_What this exercise asks_
1 – In the Swapping Autoencoder reproducibility summary, what resolution is FFHQ trained at?
2 – Continue the Swapping Autoencoder reproducibility summary after its final row.

_Source text_
*** Block opens ***
Swapping Autoencoder for Deep Image Manipulation

Authors: Taesung Park, Jun-Yan Zhu, Oliver Wang, Jingwan Lu, Eli Shechtman, Alexei Efros, Richard Zhang

NeurIPS 2020 | Conference PDF | Archive PDF | Plain Text | LLM Run Details

Reproducibility Variable Result LLM Response
Research Type Experimental Experiments on multiple datasets show that our model produces better results and is substantially more efficient compared to recent generative models.
Researcher Affiliation Collaboration 1UC Berkeley 2Adobe Research
Pseudocode No The paper provides architectural diagrams and mathematical formulations but does not include any explicitly labeled pseudocode or algorithm blocks.
Open Source Code No The paper mentions a 'project webpage' for a demo video and interactive UI, but does not explicitly state that source code for the methodology is released or provide a link to a code repository.
Open Datasets Yes For existing datasets, our model is trained on LSUN Churches, Bedrooms [80], Animal Faces HQ (AFHQ) [12], Flickr Faces HQ (FFHQ) [43], all at resolution of 256px except FFHQ at 1024px. In addition, we introduce new datasets, which are Portrait2FFHQ, a combined dataset of 17k portrait paintings from wikiart.org and FFHQ at 256px, Flickr Mountain, 0.5M mountain images from flickr. com, and Waterfall, of 90k 256px waterfall images.
Dataset Splits No The paper mentions training on various datasets (LSUN Churches, Bedrooms, AFHQ, FFHQ, Portrait2FFHQ, Flickr Mountain, Waterfall) but does not specify the training, validation, and test splits (e.g., percentages, sample counts, or explicit references to standard splits).
*** Block closes ***
_Given records_
*** Block opens ***
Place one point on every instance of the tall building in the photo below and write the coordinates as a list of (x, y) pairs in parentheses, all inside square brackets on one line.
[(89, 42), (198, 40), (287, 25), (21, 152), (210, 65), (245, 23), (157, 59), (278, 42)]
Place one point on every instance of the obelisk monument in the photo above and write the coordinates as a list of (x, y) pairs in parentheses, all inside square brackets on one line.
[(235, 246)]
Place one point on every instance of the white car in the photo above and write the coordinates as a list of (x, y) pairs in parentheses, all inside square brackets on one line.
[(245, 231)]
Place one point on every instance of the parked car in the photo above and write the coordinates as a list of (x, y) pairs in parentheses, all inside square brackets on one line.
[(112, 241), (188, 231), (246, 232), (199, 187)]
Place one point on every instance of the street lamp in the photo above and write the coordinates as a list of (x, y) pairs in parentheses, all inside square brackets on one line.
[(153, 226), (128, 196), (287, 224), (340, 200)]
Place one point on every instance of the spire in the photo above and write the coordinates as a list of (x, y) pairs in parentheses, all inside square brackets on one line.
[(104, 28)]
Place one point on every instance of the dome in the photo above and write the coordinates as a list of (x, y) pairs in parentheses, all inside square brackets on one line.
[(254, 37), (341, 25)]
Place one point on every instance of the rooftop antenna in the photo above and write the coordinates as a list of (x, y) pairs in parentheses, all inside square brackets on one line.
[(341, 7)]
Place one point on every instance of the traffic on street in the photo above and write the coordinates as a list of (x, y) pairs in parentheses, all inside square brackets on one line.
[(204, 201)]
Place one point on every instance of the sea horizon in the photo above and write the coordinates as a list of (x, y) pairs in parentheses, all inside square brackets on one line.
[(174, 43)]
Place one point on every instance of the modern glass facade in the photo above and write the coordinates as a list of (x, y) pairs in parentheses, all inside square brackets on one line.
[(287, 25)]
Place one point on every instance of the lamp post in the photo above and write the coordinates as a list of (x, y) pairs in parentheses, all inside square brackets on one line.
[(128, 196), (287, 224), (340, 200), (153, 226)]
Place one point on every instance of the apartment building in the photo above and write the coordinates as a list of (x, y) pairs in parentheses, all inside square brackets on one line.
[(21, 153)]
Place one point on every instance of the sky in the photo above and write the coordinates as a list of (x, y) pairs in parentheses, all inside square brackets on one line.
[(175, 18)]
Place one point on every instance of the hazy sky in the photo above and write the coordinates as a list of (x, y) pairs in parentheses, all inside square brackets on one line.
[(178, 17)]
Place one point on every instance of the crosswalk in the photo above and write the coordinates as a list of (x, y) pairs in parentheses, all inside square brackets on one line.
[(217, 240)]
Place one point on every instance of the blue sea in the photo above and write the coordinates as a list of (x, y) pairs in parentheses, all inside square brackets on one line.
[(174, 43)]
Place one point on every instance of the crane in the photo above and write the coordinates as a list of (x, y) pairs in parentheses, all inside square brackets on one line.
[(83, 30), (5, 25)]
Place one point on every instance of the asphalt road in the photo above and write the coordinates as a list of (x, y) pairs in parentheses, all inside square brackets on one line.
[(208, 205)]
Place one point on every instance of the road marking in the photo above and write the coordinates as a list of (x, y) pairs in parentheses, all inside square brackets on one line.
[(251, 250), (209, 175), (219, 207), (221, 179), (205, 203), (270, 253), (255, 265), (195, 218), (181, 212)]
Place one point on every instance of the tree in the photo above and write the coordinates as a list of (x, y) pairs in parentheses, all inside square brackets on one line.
*** Block closes ***
_Answers by item_
1 – 1024px

2 –
Hardware Specification No The paper does not provide specific details about the hardware (e.g., exact GPU/CPU models, memory, or cloud computing specifications) used to run its experiments.
Software Dependencies No The paper does not provide specific details about ancillary software dependencies, such as programming languages, libraries, or frameworks with their version numbers (e.g., 'PyTorch 1.9', 'CUDA 11.1').
Experiment Setup Yes Our final objective function for the encoder and generator is Ltotal =Lrec+0.5LGAN,rec+0.5LGAN,swap+ LCooccur GAN. The discriminator objective and design follows Style GAN2 [44]. The encoder consists of 4 downsampling Res Net [22] blocks to produce the tensor zs, and a dense layer after average pooling to produce the vector zt. Please see Appendix ?? for a detailed specification of the architecture, as well as details of the discriminator loss function.